**What the task requires**
Lay out all of the material below as a Markdown table with the columns Row and Line, giving each line its row number and omitting blank lines. Leave the pictures out of the table.
── Data listing
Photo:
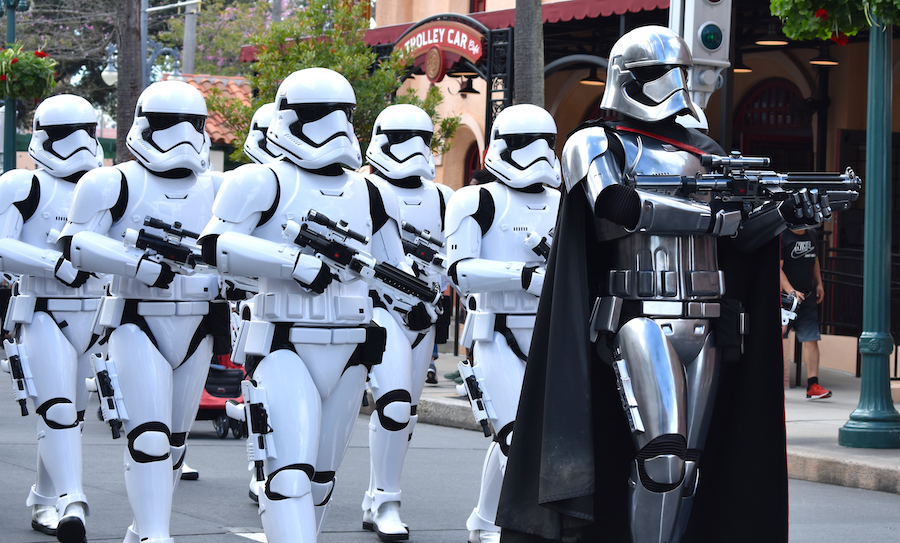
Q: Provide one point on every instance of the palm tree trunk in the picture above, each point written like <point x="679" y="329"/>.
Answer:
<point x="528" y="48"/>
<point x="128" y="36"/>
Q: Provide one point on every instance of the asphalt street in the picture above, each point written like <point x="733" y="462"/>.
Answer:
<point x="440" y="485"/>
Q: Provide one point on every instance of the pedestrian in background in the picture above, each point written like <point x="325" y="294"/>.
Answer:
<point x="802" y="277"/>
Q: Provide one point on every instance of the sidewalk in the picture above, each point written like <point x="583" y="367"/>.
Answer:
<point x="812" y="430"/>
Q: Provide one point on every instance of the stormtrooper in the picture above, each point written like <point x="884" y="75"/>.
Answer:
<point x="629" y="410"/>
<point x="158" y="317"/>
<point x="54" y="304"/>
<point x="256" y="146"/>
<point x="492" y="263"/>
<point x="310" y="342"/>
<point x="401" y="159"/>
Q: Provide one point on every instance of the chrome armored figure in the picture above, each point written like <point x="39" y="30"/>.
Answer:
<point x="156" y="318"/>
<point x="401" y="159"/>
<point x="661" y="303"/>
<point x="495" y="267"/>
<point x="310" y="342"/>
<point x="51" y="313"/>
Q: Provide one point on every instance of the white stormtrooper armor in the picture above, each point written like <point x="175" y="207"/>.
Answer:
<point x="486" y="229"/>
<point x="310" y="340"/>
<point x="401" y="157"/>
<point x="256" y="146"/>
<point x="51" y="313"/>
<point x="155" y="321"/>
<point x="665" y="357"/>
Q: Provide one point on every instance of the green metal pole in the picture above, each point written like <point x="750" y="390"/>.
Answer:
<point x="9" y="120"/>
<point x="875" y="424"/>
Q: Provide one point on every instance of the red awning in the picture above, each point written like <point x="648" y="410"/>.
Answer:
<point x="552" y="12"/>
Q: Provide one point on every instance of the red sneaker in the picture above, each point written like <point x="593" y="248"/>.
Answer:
<point x="816" y="392"/>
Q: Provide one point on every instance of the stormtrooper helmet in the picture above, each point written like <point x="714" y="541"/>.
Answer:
<point x="401" y="143"/>
<point x="257" y="145"/>
<point x="313" y="122"/>
<point x="64" y="136"/>
<point x="169" y="129"/>
<point x="699" y="122"/>
<point x="521" y="151"/>
<point x="648" y="75"/>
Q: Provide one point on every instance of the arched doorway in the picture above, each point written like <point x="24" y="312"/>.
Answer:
<point x="773" y="120"/>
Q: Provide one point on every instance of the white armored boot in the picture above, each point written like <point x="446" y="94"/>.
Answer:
<point x="382" y="501"/>
<point x="286" y="508"/>
<point x="481" y="522"/>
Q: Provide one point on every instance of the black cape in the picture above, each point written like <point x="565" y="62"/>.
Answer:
<point x="572" y="450"/>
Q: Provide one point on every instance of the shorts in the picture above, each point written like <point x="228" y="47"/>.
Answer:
<point x="806" y="325"/>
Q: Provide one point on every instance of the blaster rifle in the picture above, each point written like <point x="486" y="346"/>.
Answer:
<point x="539" y="244"/>
<point x="178" y="253"/>
<point x="425" y="250"/>
<point x="16" y="365"/>
<point x="742" y="180"/>
<point x="402" y="290"/>
<point x="106" y="383"/>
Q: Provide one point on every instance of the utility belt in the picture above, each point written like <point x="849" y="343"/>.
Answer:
<point x="256" y="339"/>
<point x="23" y="306"/>
<point x="481" y="325"/>
<point x="728" y="317"/>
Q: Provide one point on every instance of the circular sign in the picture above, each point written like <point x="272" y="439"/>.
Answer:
<point x="434" y="64"/>
<point x="710" y="36"/>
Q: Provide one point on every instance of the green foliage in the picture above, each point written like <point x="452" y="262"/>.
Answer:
<point x="833" y="19"/>
<point x="222" y="28"/>
<point x="329" y="34"/>
<point x="25" y="73"/>
<point x="444" y="128"/>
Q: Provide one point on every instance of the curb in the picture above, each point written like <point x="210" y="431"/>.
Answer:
<point x="804" y="465"/>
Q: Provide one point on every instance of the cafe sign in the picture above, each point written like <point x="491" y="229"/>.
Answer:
<point x="440" y="38"/>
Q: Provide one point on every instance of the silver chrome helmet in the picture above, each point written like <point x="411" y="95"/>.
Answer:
<point x="257" y="145"/>
<point x="648" y="74"/>
<point x="401" y="143"/>
<point x="521" y="151"/>
<point x="313" y="122"/>
<point x="169" y="129"/>
<point x="64" y="136"/>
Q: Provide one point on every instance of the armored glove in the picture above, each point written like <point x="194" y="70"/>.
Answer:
<point x="312" y="273"/>
<point x="66" y="274"/>
<point x="154" y="274"/>
<point x="533" y="279"/>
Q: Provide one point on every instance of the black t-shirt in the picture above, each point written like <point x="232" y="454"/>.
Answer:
<point x="799" y="252"/>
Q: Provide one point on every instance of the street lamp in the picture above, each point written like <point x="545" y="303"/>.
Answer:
<point x="110" y="74"/>
<point x="9" y="127"/>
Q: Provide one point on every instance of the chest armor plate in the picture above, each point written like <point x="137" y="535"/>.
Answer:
<point x="188" y="201"/>
<point x="51" y="215"/>
<point x="516" y="214"/>
<point x="339" y="198"/>
<point x="663" y="267"/>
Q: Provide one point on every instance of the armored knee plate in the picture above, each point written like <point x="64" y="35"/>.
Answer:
<point x="394" y="410"/>
<point x="58" y="413"/>
<point x="149" y="442"/>
<point x="293" y="481"/>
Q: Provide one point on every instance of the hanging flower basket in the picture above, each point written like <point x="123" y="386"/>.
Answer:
<point x="25" y="74"/>
<point x="834" y="20"/>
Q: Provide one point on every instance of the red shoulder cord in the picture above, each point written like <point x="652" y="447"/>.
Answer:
<point x="677" y="144"/>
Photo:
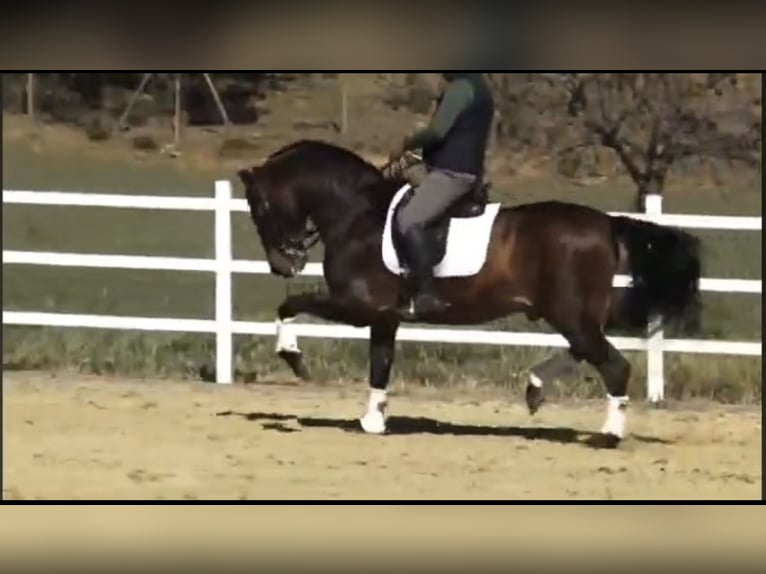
────
**Response**
| Row | Line |
|---|---|
| 1 | Photo: |
| 2 | Q: Provide one point on every instance of the palm tree trunk in the picture above, each point written like <point x="679" y="329"/>. |
| 3 | Answer: |
| 4 | <point x="528" y="48"/> |
| 5 | <point x="128" y="36"/> |
| 6 | Q: Provide one point on every instance of the asphalt street in the picture above, each point written like <point x="733" y="462"/>. |
| 7 | Answer: |
| 8 | <point x="440" y="485"/> |
| 9 | Q: Provide one point on every instance of the pedestrian in background in the picture above, each point written like <point x="325" y="294"/>. |
| 10 | Answer: |
| 11 | <point x="802" y="277"/> |
| 12 | Q: Provide one point on every instance of the sidewalk in the picture above, each point written like <point x="583" y="367"/>. |
| 13 | Answer: |
| 14 | <point x="812" y="430"/> |
| 15 | Q: Provide one point on every instance of the stormtrooper in the picture above, each point written like <point x="884" y="75"/>. |
| 16 | Answer: |
| 17 | <point x="629" y="410"/> |
| 18 | <point x="158" y="317"/> |
| 19 | <point x="54" y="304"/> |
| 20 | <point x="256" y="146"/> |
| 21 | <point x="492" y="263"/> |
| 22 | <point x="310" y="342"/> |
| 23 | <point x="401" y="159"/> |
| 24 | Q: Provide one point on every instance of the chrome armored figure in the picture above, each point written like <point x="39" y="30"/>. |
| 25 | Answer: |
| 26 | <point x="156" y="318"/> |
| 27 | <point x="401" y="159"/> |
| 28 | <point x="661" y="303"/> |
| 29 | <point x="495" y="267"/> |
| 30 | <point x="310" y="342"/> |
| 31 | <point x="51" y="313"/> |
| 32 | Q: Provide one point on every instance of the white stormtrooper armor in the picture above, each point written like <point x="175" y="207"/>. |
| 33 | Answer: |
| 34 | <point x="486" y="229"/> |
| 35 | <point x="310" y="340"/> |
| 36 | <point x="401" y="157"/> |
| 37 | <point x="256" y="146"/> |
| 38 | <point x="51" y="313"/> |
| 39 | <point x="155" y="321"/> |
| 40 | <point x="665" y="357"/> |
| 41 | Q: Provide one point on every instance of the green metal pole in the picture above, each point written like <point x="750" y="390"/>. |
| 42 | Answer: |
| 43 | <point x="9" y="120"/> |
| 44 | <point x="875" y="424"/> |
| 45 | Q: Provide one point on every instance of the red awning in the picture above, each point written like <point x="648" y="410"/>. |
| 46 | Answer: |
| 47 | <point x="552" y="12"/> |
| 48 | Q: Provide one point on every instance of the red sneaker in the picture above, each point written like <point x="593" y="248"/>. |
| 49 | Answer: |
| 50 | <point x="816" y="392"/> |
| 51 | Q: Provide one point on every instance of the stormtrooper helmet in the picture above, each point written like <point x="714" y="541"/>. |
| 52 | Answer: |
| 53 | <point x="401" y="143"/> |
| 54 | <point x="257" y="145"/> |
| 55 | <point x="313" y="122"/> |
| 56 | <point x="64" y="136"/> |
| 57 | <point x="169" y="129"/> |
| 58 | <point x="699" y="122"/> |
| 59 | <point x="521" y="151"/> |
| 60 | <point x="648" y="75"/> |
| 61 | Q: Provide one point on every instance of the arched doorway in the picture above, each point written like <point x="24" y="312"/>. |
| 62 | Answer: |
| 63 | <point x="773" y="120"/> |
| 64 | Q: Provide one point on every instance of the white armored boot in the picture above, each point written like <point x="446" y="94"/>. |
| 65 | Answer: |
| 66 | <point x="382" y="501"/> |
| 67 | <point x="286" y="508"/> |
| 68 | <point x="481" y="522"/> |
| 69 | Q: Provide one point on every instance of the black cape in the picture above, each point written like <point x="565" y="62"/>. |
| 70 | Answer: |
| 71 | <point x="572" y="450"/> |
| 72 | Q: Provide one point on every instance of the shorts in the picture above, each point written like <point x="228" y="47"/>. |
| 73 | Answer: |
| 74 | <point x="806" y="325"/> |
| 75 | Q: Provide one point on every instance of the blaster rifle in the picture above, each point written like <point x="486" y="346"/>. |
| 76 | Answer: |
| 77 | <point x="539" y="244"/> |
| 78 | <point x="178" y="253"/> |
| 79 | <point x="425" y="250"/> |
| 80 | <point x="16" y="365"/> |
| 81 | <point x="742" y="180"/> |
| 82 | <point x="402" y="290"/> |
| 83 | <point x="106" y="383"/> |
| 84 | Q: Provide one point on every instance of the utility belt in the picture above, each point written like <point x="849" y="343"/>. |
| 85 | Answer: |
| 86 | <point x="256" y="339"/> |
| 87 | <point x="23" y="306"/> |
| 88 | <point x="481" y="325"/> |
| 89 | <point x="728" y="317"/> |
| 90 | Q: Provide one point on every instance of the circular sign in the picture above, each point written like <point x="272" y="439"/>. |
| 91 | Answer: |
| 92 | <point x="434" y="64"/> |
| 93 | <point x="710" y="36"/> |
| 94 | Q: Provide one point on every instance of the green foliage in the picture above, each point written like <point x="452" y="262"/>. |
| 95 | Answer: |
| 96 | <point x="833" y="19"/> |
| 97 | <point x="222" y="28"/> |
| 98 | <point x="329" y="34"/> |
| 99 | <point x="25" y="73"/> |
| 100 | <point x="444" y="128"/> |
| 101 | Q: Provide one point on every instance of the curb in the picture above, each point written like <point x="210" y="431"/>. |
| 102 | Answer: |
| 103 | <point x="804" y="465"/> |
| 104 | Q: Provide one point on every instance of the cafe sign in the picture above, each point written like <point x="491" y="229"/>. |
| 105 | Answer: |
| 106 | <point x="440" y="38"/> |
| 107 | Q: Provide one point on every instance of the silver chrome helmet in the picture above, each point written like <point x="411" y="95"/>. |
| 108 | Answer: |
| 109 | <point x="257" y="145"/> |
| 110 | <point x="648" y="74"/> |
| 111 | <point x="401" y="143"/> |
| 112 | <point x="521" y="151"/> |
| 113 | <point x="313" y="122"/> |
| 114 | <point x="169" y="129"/> |
| 115 | <point x="64" y="136"/> |
| 116 | Q: Provide one point on every instance of the armored glove in the picture above, each point written like <point x="194" y="70"/>. |
| 117 | Answer: |
| 118 | <point x="312" y="273"/> |
| 119 | <point x="66" y="274"/> |
| 120 | <point x="154" y="274"/> |
| 121 | <point x="533" y="279"/> |
| 122 | Q: Provide one point on every instance of the black t-shirt in the picture above, each point written like <point x="232" y="454"/>. |
| 123 | Answer: |
| 124 | <point x="799" y="252"/> |
| 125 | Q: Provide one point on every instance of the street lamp in the picture above, each point written like <point x="545" y="303"/>. |
| 126 | Answer: |
| 127 | <point x="110" y="74"/> |
| 128 | <point x="9" y="127"/> |
| 129 | Q: Provide one point on every instance of the chest armor plate in the picture above, each point written like <point x="137" y="535"/>. |
| 130 | Answer: |
| 131 | <point x="188" y="201"/> |
| 132 | <point x="51" y="215"/> |
| 133 | <point x="516" y="214"/> |
| 134 | <point x="339" y="198"/> |
| 135 | <point x="663" y="267"/> |
| 136 | Q: Provide one point on every instance of the armored knee plate in the picture above, each point written like <point x="64" y="35"/>. |
| 137 | Answer: |
| 138 | <point x="394" y="410"/> |
| 139 | <point x="58" y="413"/> |
| 140 | <point x="149" y="442"/> |
| 141 | <point x="293" y="481"/> |
| 142 | Q: Provide one point on every instance of the hanging flower basket in the picture above, each point written like <point x="123" y="386"/>. |
| 143 | Answer: |
| 144 | <point x="25" y="74"/> |
| 145 | <point x="834" y="20"/> |
| 146 | Q: Provide one point on every instance of the red shoulder cord in the picture above, each point written like <point x="652" y="447"/>. |
| 147 | Answer: |
| 148 | <point x="677" y="144"/> |
| 149 | Photo: |